**RECORDED DATA:**
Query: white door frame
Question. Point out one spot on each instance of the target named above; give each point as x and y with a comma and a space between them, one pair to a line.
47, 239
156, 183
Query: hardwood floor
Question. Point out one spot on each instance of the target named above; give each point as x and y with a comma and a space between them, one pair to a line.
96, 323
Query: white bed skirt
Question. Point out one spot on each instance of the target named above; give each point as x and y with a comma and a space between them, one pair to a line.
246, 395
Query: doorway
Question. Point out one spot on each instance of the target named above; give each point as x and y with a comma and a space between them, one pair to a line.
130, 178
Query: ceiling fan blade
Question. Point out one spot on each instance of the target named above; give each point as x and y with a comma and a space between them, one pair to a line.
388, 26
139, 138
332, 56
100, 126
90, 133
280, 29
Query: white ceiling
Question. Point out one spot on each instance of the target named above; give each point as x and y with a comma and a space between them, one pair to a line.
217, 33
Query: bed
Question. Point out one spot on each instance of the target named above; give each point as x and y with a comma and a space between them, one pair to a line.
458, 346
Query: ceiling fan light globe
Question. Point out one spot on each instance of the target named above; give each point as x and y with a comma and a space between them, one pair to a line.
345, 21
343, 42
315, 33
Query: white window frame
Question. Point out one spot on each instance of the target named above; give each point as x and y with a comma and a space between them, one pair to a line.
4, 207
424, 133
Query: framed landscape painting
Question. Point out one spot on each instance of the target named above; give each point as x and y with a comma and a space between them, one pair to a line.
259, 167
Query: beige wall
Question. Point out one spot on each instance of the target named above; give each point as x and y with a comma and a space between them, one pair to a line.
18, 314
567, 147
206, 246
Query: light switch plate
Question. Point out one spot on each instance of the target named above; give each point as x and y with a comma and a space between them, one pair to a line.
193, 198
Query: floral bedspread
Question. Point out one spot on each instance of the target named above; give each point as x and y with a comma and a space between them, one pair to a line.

**WHAT YOU HAVE TO DO:** Starting at the line that contains "Query: white window frame" and ending with the last line of the material, reproduce every line, requests included, and shift each point coordinate in the answers by adding 33 to it.

**COMPLETED EXERCISE:**
Query: white window frame
Question. Point out one spot on each instance of the target named above; give each point as x and y with a comma and a space between them, one pair to a line.
37, 240
457, 166
Query: framed landscape painting
Question. Point out one spot on each instance of the target named above; give each point as x and y with a comma and a space between them, one pair to a line.
292, 200
Query: beige wall
Question. Point out one spot on each instance of the target named above; give each point as x and y with a comma and a space between them, one pair to a line.
51, 347
600, 180
239, 279
Query: light switch plate
Question. Point out one spot on each instance of the target named above; give each point as x and y with a comma and a space between them, one pair to a line.
226, 231
Query: floral bedspread
Question. Point out one spot on each instance of the target named above; give each point as x and y with a comma and a space between them, one pair to a line.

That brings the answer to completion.